* _Prompt_
Write out the records below once more, exactly as they stand.

* _Provided material_
++++++++++

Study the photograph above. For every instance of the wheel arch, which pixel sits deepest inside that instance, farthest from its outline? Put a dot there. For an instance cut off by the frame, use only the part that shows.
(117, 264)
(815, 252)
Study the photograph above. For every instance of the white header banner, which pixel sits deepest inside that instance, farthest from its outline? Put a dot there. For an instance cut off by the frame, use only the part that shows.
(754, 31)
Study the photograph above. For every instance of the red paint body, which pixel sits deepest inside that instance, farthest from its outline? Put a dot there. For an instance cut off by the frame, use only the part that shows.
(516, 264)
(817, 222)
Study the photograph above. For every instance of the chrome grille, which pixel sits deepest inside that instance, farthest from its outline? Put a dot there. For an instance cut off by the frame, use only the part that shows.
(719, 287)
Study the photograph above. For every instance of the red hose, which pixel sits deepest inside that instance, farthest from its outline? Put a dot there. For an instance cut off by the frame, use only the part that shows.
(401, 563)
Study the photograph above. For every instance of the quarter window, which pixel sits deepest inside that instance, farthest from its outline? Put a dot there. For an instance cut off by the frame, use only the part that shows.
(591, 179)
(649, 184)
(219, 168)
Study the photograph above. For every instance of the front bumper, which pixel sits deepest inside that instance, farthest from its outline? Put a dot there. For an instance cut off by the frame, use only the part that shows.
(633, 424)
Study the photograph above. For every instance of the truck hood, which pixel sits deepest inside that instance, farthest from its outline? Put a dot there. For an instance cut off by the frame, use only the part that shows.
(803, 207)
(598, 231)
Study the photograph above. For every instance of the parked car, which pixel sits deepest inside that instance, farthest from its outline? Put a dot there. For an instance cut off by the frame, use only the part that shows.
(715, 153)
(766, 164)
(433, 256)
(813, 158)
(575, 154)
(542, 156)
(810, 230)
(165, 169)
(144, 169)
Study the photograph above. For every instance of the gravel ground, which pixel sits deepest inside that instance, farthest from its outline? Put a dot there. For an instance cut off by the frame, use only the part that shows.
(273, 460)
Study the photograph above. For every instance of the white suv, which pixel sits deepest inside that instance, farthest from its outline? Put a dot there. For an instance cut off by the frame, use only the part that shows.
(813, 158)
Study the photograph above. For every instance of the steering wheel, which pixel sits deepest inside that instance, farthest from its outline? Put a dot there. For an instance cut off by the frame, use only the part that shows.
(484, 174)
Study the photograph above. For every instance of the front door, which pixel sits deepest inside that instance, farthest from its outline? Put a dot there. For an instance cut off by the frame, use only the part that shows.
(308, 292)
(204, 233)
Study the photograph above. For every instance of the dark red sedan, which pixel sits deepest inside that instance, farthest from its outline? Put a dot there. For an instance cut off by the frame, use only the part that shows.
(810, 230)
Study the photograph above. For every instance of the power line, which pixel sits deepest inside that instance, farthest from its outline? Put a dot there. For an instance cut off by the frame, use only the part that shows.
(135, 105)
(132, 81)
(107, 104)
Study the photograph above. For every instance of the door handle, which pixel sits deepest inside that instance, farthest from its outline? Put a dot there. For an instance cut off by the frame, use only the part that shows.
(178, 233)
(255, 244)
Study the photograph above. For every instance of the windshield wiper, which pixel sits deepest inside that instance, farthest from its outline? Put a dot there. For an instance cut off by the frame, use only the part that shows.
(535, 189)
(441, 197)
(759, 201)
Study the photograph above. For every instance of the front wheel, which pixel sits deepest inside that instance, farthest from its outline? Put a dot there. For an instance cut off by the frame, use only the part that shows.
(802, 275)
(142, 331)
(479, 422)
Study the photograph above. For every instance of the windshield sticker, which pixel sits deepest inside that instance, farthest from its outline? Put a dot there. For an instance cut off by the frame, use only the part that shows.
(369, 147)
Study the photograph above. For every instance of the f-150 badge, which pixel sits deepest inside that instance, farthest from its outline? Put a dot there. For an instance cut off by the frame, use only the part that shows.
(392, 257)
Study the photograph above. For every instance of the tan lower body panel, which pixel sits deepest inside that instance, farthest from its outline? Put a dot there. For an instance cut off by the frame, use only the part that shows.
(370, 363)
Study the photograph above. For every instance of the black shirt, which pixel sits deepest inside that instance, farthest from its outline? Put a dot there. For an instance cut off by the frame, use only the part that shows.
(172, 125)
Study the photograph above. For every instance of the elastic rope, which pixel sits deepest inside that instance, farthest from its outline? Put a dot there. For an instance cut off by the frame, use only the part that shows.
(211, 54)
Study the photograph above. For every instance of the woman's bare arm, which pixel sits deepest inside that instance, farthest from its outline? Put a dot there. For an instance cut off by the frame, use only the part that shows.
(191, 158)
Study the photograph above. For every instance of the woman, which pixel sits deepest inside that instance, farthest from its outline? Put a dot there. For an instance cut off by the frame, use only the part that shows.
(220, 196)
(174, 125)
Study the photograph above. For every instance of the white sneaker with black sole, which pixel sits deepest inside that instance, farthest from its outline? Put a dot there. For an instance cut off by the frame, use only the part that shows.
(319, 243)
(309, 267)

++++++++++

* _Solution_
Study the photograph above. For every instance of the wheel arch, which pixel sits deepest inside that instance, farthest from its outline? Put a dot there. For an instance cut off by the frame, use only the part that shows.
(117, 264)
(815, 252)
Study the photograph above. For every instance of the white header banner, which pixel sits deepest inside that instance, farthest from its outline? Put a dot there. For an instance cut off by the frame, use only the part that shows.
(754, 31)
Study the photograph above. For every instance of the red paint body, which pixel sits deepest inside that instance, farthest from its outline? Put a dot there. For an instance cut off by the frame, use only the part that shows.
(516, 264)
(817, 222)
Study the photograph above. For every instance of the chrome grille, which pixel sits deepest inside that instance, farthest from its outline? Put a dot there. For an instance cut off by the frame, use only the part that shows.
(719, 287)
Study the photograph above. For every instance of the red hose, which pixel sits deepest inside that instance, farthest from its outline? Put a dot there. For an instance cut off by the frame, use only the part that shows.
(401, 563)
Study the photograph above. For every instance of the quarter window, which pixel sits deepest inside that instance, farthest from its outline? Put a dot there. For an instance cut off by the frame, use only the part that shows.
(591, 179)
(649, 184)
(219, 168)
Study the photograph above. For every instance of the front bumper, which pixel sits deepest inside that instance, farthest from its outline? Put a dot there. For an instance cut off by the frame, use only the part that shows.
(633, 424)
Study the photograph above. For every instance of the truck hood, which pixel sits deepest inside that instance, farthest from its outline? Put a dot there. For an instance cut off by the frame, use only the part that shows.
(803, 207)
(598, 231)
Study the photograph above. For every instance of the parked car, which pixel sits deepest inside that instance, farthest from its outline? Put a dot there. For an instance cut off by the frame, use only the part that shows.
(715, 153)
(766, 164)
(433, 256)
(813, 158)
(575, 154)
(542, 156)
(810, 230)
(165, 169)
(144, 169)
Study the photograph above. For every instance of the gravel ground, which pixel sits deepest inside that instance, farthest from its outline? Put a dot there. For an instance cut off by the frame, use only the part that shows.
(273, 460)
Study the photograph above. For every instance of the white suv, which pixel sits deepest inside that instance, farthest from its outline? Put a dot there. For an instance cut off by the frame, use only the part that shows.
(813, 158)
Study the photograph above. For every instance of the steering wheel, which pixel sits deepest inside that instance, farthest from its outline? Put a dot there. For an instance cut off by the frame, use only the part that shows.
(484, 174)
Study the photograph above. For every instance of the front door, which pixel sits deepest inside that instance, farthest from its outline? Put a dot there. For an instance cut off by the frame, use only the part that shows.
(308, 292)
(204, 233)
Study the photograph above. For every instance of the dark red sedan, which pixel sits deepest inside that instance, farthest from its outline? Put a dot there. For an instance cut off by the frame, use only the part that shows.
(810, 230)
Study the photograph above. For every instance of the power line, which pixel sits deepest inside that instance, farthest from its outline? Put a dot there. For an instance cut off by the frame, use only the part that shows.
(135, 105)
(132, 81)
(107, 104)
Study the photograph above. For every instance of the door handle, which pixel sits deepest inside that instance, farthest from its outline? Put a dot there. For an instance cut off by the frame, use only the part that shows.
(178, 233)
(255, 244)
Study the photograph above. For every instance of the windshield wiper, which pixel sits deepest inside that instance, farthest from its outline? Put a dot there. For an instance cut off by the frame, use only the part that shows.
(535, 189)
(441, 197)
(759, 201)
Study the photograph above. For every instance of the front wheel, which pixel sits deepest inside that instance, farthest from its outline? Put a dot there. For an instance cut off by the frame, use only the part that shows.
(802, 275)
(142, 331)
(479, 422)
Study the photograph above. For every instance of the windshield sticker, which pixel sits deepest inside that instance, farthest from its outline? Put a dot there. For an instance cut off by the frame, use only the part that shows.
(369, 147)
Study the photograph above. For every instance of the f-150 badge, which pixel sits deepest inside that instance, farthest from its outline? Put a dot there. For an instance cut off by the frame, use only the part that shows.
(392, 257)
Study the photograph above. For every instance of the tan lower body panel, which pixel sits deepest inside that instance, farthest from its outline? Put a dot there. For an instance cut off by the frame, use only the part that shows.
(370, 363)
Study the photograph above. For every instance of the black shirt, which pixel sits deepest inside that instance, farthest from its outline? Put a dot there. For an instance cut off by the frame, use only the part that shows.
(172, 125)
Study the photograph above. For every instance of the elastic rope, which pixel sits deepest inside that instance, farthest from its outline? Put a dot there. For an instance cut off by the frame, use only the part that shows.
(211, 54)
Study the photograph above. For every instance of the woman's bare arm, which pixel sits deepest inside that instance, farthest from its outline? Put a dot there. For an instance cut off by the frame, use only the part that shows.
(191, 158)
Study the photograph above. For every instance of the woman, which pixel sits deepest inside that instance, farthest from its outline? Put a dot there. For an instance cut off by the frame, use only the part that shows.
(220, 196)
(174, 125)
Study the photograph above. For every instance of the white sneaker with black sole, which pixel sits deepest inside that instance, farthest from its outline? Put a dot there. For an instance cut off by the frame, use only the part that shows.
(319, 243)
(309, 267)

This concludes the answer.